§ Objective
Provide an exact copy of the data, excluding the images.
-- Start of Dataset records --
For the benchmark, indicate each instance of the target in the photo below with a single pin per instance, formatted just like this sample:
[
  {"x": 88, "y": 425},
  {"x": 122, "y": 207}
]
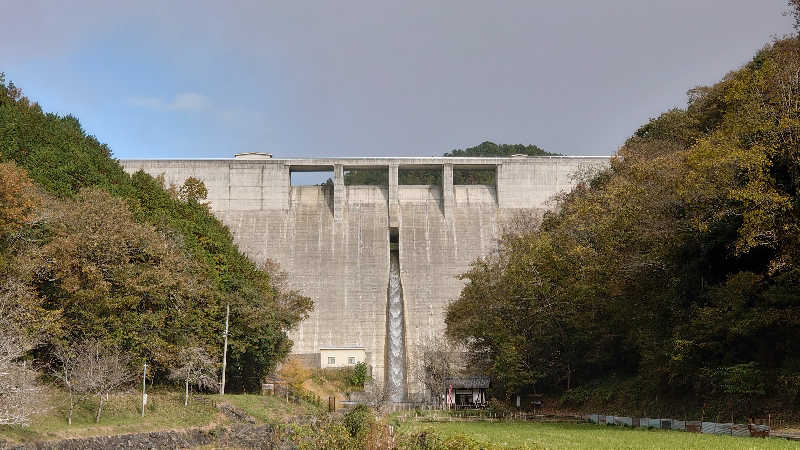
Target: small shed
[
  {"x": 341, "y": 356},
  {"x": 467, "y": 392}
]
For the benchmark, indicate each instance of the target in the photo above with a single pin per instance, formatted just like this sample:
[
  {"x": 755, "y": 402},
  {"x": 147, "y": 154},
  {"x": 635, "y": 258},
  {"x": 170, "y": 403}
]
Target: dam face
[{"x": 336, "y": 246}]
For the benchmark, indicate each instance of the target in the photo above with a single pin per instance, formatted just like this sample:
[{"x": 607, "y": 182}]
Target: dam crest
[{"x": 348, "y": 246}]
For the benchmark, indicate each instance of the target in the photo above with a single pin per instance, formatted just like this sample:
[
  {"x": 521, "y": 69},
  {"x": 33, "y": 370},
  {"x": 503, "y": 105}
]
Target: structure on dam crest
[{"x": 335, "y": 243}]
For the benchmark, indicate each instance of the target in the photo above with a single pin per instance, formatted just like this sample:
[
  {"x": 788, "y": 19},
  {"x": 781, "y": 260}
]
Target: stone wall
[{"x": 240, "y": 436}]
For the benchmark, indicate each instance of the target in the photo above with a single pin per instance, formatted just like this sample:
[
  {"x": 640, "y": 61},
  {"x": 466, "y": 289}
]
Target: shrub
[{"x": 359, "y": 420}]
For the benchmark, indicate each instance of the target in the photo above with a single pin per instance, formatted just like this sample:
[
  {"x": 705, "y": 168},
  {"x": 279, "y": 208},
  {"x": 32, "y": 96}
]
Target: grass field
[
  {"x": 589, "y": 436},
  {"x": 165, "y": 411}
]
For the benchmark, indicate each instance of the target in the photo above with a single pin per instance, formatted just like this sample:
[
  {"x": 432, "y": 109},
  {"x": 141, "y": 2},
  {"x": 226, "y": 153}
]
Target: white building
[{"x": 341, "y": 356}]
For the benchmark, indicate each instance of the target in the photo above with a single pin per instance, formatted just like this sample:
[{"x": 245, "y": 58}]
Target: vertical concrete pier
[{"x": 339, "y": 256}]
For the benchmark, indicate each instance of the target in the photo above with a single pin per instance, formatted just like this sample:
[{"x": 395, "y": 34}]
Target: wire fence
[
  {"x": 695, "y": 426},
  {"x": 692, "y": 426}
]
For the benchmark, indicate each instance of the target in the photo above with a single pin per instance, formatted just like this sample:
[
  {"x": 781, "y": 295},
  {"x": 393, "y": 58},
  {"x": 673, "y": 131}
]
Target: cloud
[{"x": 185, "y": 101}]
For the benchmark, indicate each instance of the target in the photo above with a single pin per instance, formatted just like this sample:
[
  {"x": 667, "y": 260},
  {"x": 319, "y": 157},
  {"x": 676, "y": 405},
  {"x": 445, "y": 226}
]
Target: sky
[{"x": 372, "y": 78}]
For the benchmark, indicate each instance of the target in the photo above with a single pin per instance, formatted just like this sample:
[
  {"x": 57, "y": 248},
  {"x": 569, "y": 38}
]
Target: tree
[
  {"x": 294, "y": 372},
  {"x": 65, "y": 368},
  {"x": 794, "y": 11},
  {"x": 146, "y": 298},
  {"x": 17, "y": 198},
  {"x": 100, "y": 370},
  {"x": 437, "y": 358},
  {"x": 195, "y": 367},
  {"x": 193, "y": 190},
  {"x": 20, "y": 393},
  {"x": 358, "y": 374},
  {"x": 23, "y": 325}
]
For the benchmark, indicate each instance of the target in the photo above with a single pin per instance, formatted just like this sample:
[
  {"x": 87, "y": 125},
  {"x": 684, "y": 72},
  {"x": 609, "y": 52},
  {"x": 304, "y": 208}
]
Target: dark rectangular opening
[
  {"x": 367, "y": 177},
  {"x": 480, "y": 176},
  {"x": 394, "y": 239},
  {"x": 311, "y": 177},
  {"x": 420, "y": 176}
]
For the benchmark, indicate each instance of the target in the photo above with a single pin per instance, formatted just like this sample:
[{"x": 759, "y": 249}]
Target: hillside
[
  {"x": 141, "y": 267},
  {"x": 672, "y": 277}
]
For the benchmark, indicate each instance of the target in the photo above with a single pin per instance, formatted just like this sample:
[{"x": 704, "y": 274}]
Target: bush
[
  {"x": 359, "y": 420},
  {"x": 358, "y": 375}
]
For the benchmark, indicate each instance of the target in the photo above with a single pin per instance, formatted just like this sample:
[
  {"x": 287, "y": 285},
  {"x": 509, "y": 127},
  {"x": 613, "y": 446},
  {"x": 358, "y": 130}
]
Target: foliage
-- End of Dataset records --
§ Solution to this exercise
For the benchmark, indicate each instance of the target in the photo below with a single pin per instance, formatted just like this sample:
[
  {"x": 88, "y": 425},
  {"x": 122, "y": 207}
]
Target: small shed
[
  {"x": 341, "y": 356},
  {"x": 467, "y": 392}
]
For the benchmark, indicate each instance of the target in the photo above with a single pin per instance, formatted just like this sample:
[
  {"x": 755, "y": 402},
  {"x": 147, "y": 154},
  {"x": 635, "y": 258},
  {"x": 170, "y": 403}
]
Target: dam face
[{"x": 336, "y": 246}]
For the benchmark, indicate each instance of the target in the photo above with a single pin per instance, formatted just like this sample:
[{"x": 607, "y": 182}]
Target: dam crest
[{"x": 348, "y": 246}]
For the benchmark, indicate each instance of the target in the photo above with a single pin per instance, formatted just like this sample:
[
  {"x": 521, "y": 69},
  {"x": 33, "y": 370},
  {"x": 503, "y": 105}
]
Target: structure on dam crest
[{"x": 335, "y": 243}]
For the benchmark, indicate each instance of the target in the photo above with a single pin per instance, formatted just like this sample:
[
  {"x": 788, "y": 19},
  {"x": 781, "y": 260}
]
Target: stone wall
[{"x": 240, "y": 436}]
For the benchmark, indicate each instance of the target in the photo above with a single pin per instance, formatted just like this sample:
[
  {"x": 640, "y": 61},
  {"x": 466, "y": 289}
]
Target: shrub
[{"x": 359, "y": 420}]
For the benchmark, indicate each instance of the target in the photo above with a single pin per instance, formatted just like this sample:
[
  {"x": 705, "y": 168},
  {"x": 279, "y": 208},
  {"x": 32, "y": 96}
]
Target: grass field
[
  {"x": 589, "y": 436},
  {"x": 165, "y": 411}
]
For the benchmark, indicate each instance of the target in the photo above with a single pin per instance, formatted just like this sample:
[
  {"x": 432, "y": 109},
  {"x": 141, "y": 2},
  {"x": 226, "y": 153}
]
Target: white building
[{"x": 341, "y": 356}]
For the benchmark, indicate each instance of the target in the photo above with a single pin per instance, formatted just like this sample:
[{"x": 245, "y": 58}]
Target: vertical concrete pier
[{"x": 339, "y": 256}]
For the benchmark, indicate each instance of the target in the photo above with a single pin per instance, formatted just like this sample:
[{"x": 395, "y": 34}]
Target: wire fence
[
  {"x": 695, "y": 426},
  {"x": 692, "y": 426}
]
For the benchmark, indicate each instance of the target in the photo above with a single pin per instance, formatted just like this sample:
[
  {"x": 781, "y": 295},
  {"x": 393, "y": 58},
  {"x": 673, "y": 131}
]
Target: cloud
[{"x": 185, "y": 101}]
For the benchmark, indicate each instance of the target in the photo above with a single pin per instance, formatted just like this sample:
[
  {"x": 667, "y": 260},
  {"x": 319, "y": 157},
  {"x": 676, "y": 405},
  {"x": 445, "y": 226}
]
Target: sky
[{"x": 372, "y": 78}]
For the benchmark, indicate each instance of the target in the photo above with a single pin per instance, formatted just like this sample:
[
  {"x": 57, "y": 248},
  {"x": 569, "y": 38}
]
Target: tree
[
  {"x": 294, "y": 372},
  {"x": 65, "y": 368},
  {"x": 794, "y": 11},
  {"x": 146, "y": 298},
  {"x": 17, "y": 198},
  {"x": 100, "y": 370},
  {"x": 437, "y": 358},
  {"x": 195, "y": 367},
  {"x": 193, "y": 190},
  {"x": 20, "y": 393},
  {"x": 358, "y": 374},
  {"x": 23, "y": 325}
]
For the benchmark, indicate each instance of the target in the photo above with a single pin per instance, formatted just like this sample:
[
  {"x": 87, "y": 125},
  {"x": 684, "y": 72},
  {"x": 609, "y": 52},
  {"x": 304, "y": 208}
]
Target: dark rectangular opening
[
  {"x": 367, "y": 177},
  {"x": 480, "y": 176},
  {"x": 394, "y": 239},
  {"x": 311, "y": 177},
  {"x": 420, "y": 176}
]
For the benchmark, indicate each instance of the target in the photo above with a single pin per instance, formatted just like this sample:
[{"x": 759, "y": 249}]
Target: hillside
[
  {"x": 141, "y": 267},
  {"x": 672, "y": 277}
]
For the benchmark, indicate each instance of the target in the photo above with a single pin per instance, formatted just like this sample:
[{"x": 704, "y": 274}]
Target: bush
[
  {"x": 359, "y": 420},
  {"x": 358, "y": 375}
]
For the benchmark, indicate each instance of the target in the photo above with a single pin per instance, formatted just like this sample:
[
  {"x": 287, "y": 285},
  {"x": 509, "y": 127},
  {"x": 613, "y": 446},
  {"x": 358, "y": 130}
]
Target: foliage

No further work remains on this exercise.